Where in the records does the word "target" occur? Copy each line in which it does.

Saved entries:
= Beginning of Section =

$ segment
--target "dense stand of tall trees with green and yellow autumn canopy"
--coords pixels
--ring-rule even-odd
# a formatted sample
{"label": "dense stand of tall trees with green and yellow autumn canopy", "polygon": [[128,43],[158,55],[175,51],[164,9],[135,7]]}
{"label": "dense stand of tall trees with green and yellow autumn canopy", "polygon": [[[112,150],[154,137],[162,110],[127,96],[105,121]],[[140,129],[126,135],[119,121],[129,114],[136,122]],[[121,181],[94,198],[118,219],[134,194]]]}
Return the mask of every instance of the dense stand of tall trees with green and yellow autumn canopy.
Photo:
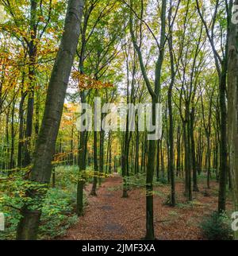
{"label": "dense stand of tall trees with green and yellow autumn canopy", "polygon": [[[153,183],[176,181],[193,200],[199,176],[219,183],[217,211],[228,190],[238,209],[237,1],[27,0],[0,1],[0,206],[17,214],[17,239],[36,239],[49,184],[71,166],[76,214],[113,173],[144,177],[146,239],[155,239]],[[67,10],[67,12],[66,12]],[[66,16],[65,16],[66,15]],[[63,27],[64,22],[64,27]],[[79,103],[157,103],[159,140],[151,131],[79,131]],[[95,113],[94,113],[95,114]],[[102,114],[102,120],[106,114]],[[2,210],[4,209],[4,210]],[[17,213],[16,213],[17,212]]]}

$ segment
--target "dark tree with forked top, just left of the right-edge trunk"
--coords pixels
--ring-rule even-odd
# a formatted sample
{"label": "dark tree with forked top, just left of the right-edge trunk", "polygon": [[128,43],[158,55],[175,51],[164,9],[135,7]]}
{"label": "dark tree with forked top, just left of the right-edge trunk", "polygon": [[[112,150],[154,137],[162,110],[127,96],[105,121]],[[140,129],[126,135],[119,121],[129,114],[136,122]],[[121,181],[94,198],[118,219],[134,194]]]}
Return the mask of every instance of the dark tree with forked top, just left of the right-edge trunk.
{"label": "dark tree with forked top, just left of the right-edge trunk", "polygon": [[[223,5],[220,6],[220,1],[217,0],[213,5],[213,20],[208,23],[203,15],[202,7],[204,7],[203,1],[197,2],[198,14],[201,17],[202,23],[205,26],[205,32],[209,39],[210,47],[213,51],[213,57],[215,60],[217,75],[219,77],[219,106],[221,111],[220,118],[220,175],[219,175],[219,198],[218,198],[218,211],[225,211],[225,200],[226,200],[226,180],[228,175],[228,145],[227,145],[227,106],[226,106],[226,88],[227,88],[227,69],[228,69],[228,37],[229,37],[229,23],[230,23],[230,8],[228,6],[228,0],[226,0]],[[202,7],[201,7],[202,6]],[[221,41],[221,53],[217,51],[215,42],[215,28],[216,22],[218,20],[219,8],[222,8],[225,13],[226,19],[226,38],[225,41]],[[221,25],[221,23],[220,23]],[[221,29],[222,30],[222,29]]]}

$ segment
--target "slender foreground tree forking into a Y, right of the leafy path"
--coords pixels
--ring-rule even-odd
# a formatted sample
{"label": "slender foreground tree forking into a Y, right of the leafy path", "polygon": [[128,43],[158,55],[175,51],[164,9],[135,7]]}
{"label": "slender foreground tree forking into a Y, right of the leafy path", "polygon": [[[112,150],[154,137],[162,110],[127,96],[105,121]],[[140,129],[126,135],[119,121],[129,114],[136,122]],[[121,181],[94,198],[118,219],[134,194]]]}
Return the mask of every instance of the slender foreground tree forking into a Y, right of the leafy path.
{"label": "slender foreground tree forking into a Y, right of the leafy path", "polygon": [[[133,4],[132,1],[130,2],[130,33],[132,37],[132,43],[134,45],[134,48],[136,49],[138,59],[140,62],[140,70],[142,72],[144,82],[148,88],[149,94],[152,97],[152,123],[155,125],[155,104],[159,103],[159,97],[160,97],[160,91],[161,91],[161,72],[162,72],[162,65],[163,65],[163,57],[164,57],[164,51],[165,51],[165,43],[166,43],[166,10],[167,10],[167,1],[162,1],[162,7],[161,7],[161,33],[160,33],[160,42],[156,41],[156,44],[159,48],[159,56],[156,60],[155,64],[155,80],[154,80],[154,89],[152,87],[152,83],[148,79],[148,73],[146,71],[144,60],[141,52],[141,45],[137,44],[136,36],[133,29],[133,14],[135,14],[135,11],[133,12]],[[140,22],[143,22],[143,10],[144,10],[144,4],[141,2],[141,16]],[[147,177],[146,177],[146,239],[155,239],[155,233],[154,233],[154,214],[153,214],[153,176],[154,176],[154,168],[155,168],[155,141],[151,140],[148,142],[149,148],[148,148],[148,165],[147,165]]]}

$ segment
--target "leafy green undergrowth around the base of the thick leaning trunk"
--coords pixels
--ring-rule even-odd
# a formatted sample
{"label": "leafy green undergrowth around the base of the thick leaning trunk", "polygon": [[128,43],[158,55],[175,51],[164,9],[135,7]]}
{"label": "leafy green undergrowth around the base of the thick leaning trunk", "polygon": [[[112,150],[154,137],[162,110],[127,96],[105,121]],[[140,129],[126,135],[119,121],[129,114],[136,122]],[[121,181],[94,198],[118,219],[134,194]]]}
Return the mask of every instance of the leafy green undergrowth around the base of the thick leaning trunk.
{"label": "leafy green undergrowth around the base of the thick leaning trunk", "polygon": [[[44,197],[42,214],[40,218],[39,239],[52,239],[63,235],[68,227],[76,223],[78,217],[75,215],[76,184],[75,176],[78,175],[76,166],[60,166],[56,168],[56,188],[49,188]],[[42,185],[30,183],[20,176],[14,177],[6,184],[5,192],[0,193],[0,211],[6,216],[6,231],[0,232],[0,240],[15,239],[17,223],[21,218],[20,208],[26,200],[25,190],[28,188],[46,189]],[[2,186],[5,186],[2,184]],[[86,204],[86,196],[83,197]],[[36,202],[35,202],[36,203]]]}

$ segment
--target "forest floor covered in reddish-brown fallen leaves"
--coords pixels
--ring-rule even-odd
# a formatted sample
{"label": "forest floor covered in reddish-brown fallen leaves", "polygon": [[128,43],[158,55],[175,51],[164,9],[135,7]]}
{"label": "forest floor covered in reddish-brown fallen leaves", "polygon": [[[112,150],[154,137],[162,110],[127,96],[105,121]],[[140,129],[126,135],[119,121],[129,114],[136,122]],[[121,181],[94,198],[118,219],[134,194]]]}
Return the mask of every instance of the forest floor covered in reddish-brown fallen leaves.
{"label": "forest floor covered in reddish-brown fallen leaves", "polygon": [[[90,187],[86,187],[88,205],[79,222],[68,229],[63,240],[126,240],[142,239],[145,235],[145,192],[142,188],[133,188],[128,198],[122,198],[121,177],[115,174],[98,188],[98,196],[89,196]],[[186,203],[182,182],[176,184],[178,204],[171,208],[164,204],[170,195],[170,186],[161,184],[154,188],[154,216],[156,239],[201,240],[199,223],[205,215],[217,209],[217,187],[211,181],[209,196],[205,194],[205,182],[200,184],[200,192],[194,192],[193,202]],[[232,207],[228,202],[228,208]]]}

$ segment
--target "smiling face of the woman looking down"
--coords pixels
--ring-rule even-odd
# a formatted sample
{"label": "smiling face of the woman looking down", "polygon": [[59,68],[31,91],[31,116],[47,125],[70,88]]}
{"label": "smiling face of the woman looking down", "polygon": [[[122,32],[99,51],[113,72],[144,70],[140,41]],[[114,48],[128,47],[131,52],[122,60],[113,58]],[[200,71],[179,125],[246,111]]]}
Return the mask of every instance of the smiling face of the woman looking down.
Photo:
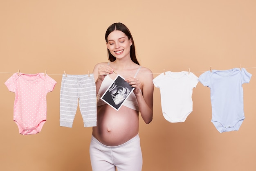
{"label": "smiling face of the woman looking down", "polygon": [[107,48],[117,59],[130,58],[131,45],[132,41],[122,31],[115,30],[108,35]]}

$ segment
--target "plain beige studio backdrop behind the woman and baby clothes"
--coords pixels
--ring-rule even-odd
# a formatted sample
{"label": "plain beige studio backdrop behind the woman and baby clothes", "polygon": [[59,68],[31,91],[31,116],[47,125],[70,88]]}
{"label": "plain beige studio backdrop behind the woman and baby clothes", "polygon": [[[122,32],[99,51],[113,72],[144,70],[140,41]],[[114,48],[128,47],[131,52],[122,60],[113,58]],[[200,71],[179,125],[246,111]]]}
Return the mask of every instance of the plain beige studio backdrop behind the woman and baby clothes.
{"label": "plain beige studio backdrop behind the woman and baby clothes", "polygon": [[[138,60],[154,73],[241,66],[253,76],[244,84],[245,121],[237,132],[219,133],[211,123],[210,89],[193,89],[193,112],[184,123],[162,116],[154,92],[154,117],[140,117],[143,171],[254,171],[256,169],[255,0],[1,0],[0,170],[90,171],[92,128],[79,109],[72,128],[59,126],[61,75],[87,74],[107,61],[105,31],[128,26]],[[22,136],[13,121],[14,93],[4,82],[20,69],[45,72],[57,82],[47,94],[42,132]]]}

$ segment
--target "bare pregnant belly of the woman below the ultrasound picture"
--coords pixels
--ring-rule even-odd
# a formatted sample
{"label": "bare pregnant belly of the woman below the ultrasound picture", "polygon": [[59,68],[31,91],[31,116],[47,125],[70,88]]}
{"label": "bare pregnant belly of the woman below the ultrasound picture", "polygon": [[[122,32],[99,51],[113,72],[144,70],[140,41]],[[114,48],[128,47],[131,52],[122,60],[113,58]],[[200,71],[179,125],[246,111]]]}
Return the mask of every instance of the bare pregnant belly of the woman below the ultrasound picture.
{"label": "bare pregnant belly of the woman below the ultrasound picture", "polygon": [[138,111],[126,106],[116,111],[109,105],[102,105],[97,113],[97,127],[93,127],[92,135],[102,144],[121,145],[138,134]]}

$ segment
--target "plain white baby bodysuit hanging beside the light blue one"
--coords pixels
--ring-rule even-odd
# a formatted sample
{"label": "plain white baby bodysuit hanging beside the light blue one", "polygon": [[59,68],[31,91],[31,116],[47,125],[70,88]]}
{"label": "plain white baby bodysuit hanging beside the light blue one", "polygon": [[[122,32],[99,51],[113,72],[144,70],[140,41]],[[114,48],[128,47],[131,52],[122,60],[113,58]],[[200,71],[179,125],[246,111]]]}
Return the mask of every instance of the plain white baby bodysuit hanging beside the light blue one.
{"label": "plain white baby bodysuit hanging beside the light blue one", "polygon": [[171,122],[184,122],[193,111],[192,93],[198,84],[198,77],[192,72],[165,72],[153,79],[160,89],[164,118]]}

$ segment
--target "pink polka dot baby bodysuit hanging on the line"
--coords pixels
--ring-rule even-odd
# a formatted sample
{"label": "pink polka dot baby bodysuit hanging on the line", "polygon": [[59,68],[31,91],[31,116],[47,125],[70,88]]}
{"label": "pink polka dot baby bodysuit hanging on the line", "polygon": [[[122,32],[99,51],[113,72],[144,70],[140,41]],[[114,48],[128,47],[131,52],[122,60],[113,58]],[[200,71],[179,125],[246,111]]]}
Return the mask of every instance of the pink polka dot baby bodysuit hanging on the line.
{"label": "pink polka dot baby bodysuit hanging on the line", "polygon": [[46,95],[56,81],[45,75],[15,73],[4,83],[15,93],[13,121],[22,135],[37,134],[46,122]]}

= End of Section =

- WRITTEN RESPONSE -
--target "dense stand of tall trees with green and yellow autumn canopy"
--target "dark tree with forked top, just left of the right-edge trunk"
--target "slender foreground tree forking into a Y, right of the leafy path"
--target "leafy green undergrowth around the base of the thick leaning trunk"
--target "forest floor covered in reddish-brown fallen leaves"
--target "smiling face of the woman looking down"
--target "plain beige studio backdrop behind the woman and baby clothes"
--target "bare pregnant belly of the woman below the ultrasound picture"
--target "plain white baby bodysuit hanging beside the light blue one"
--target "pink polka dot baby bodysuit hanging on the line"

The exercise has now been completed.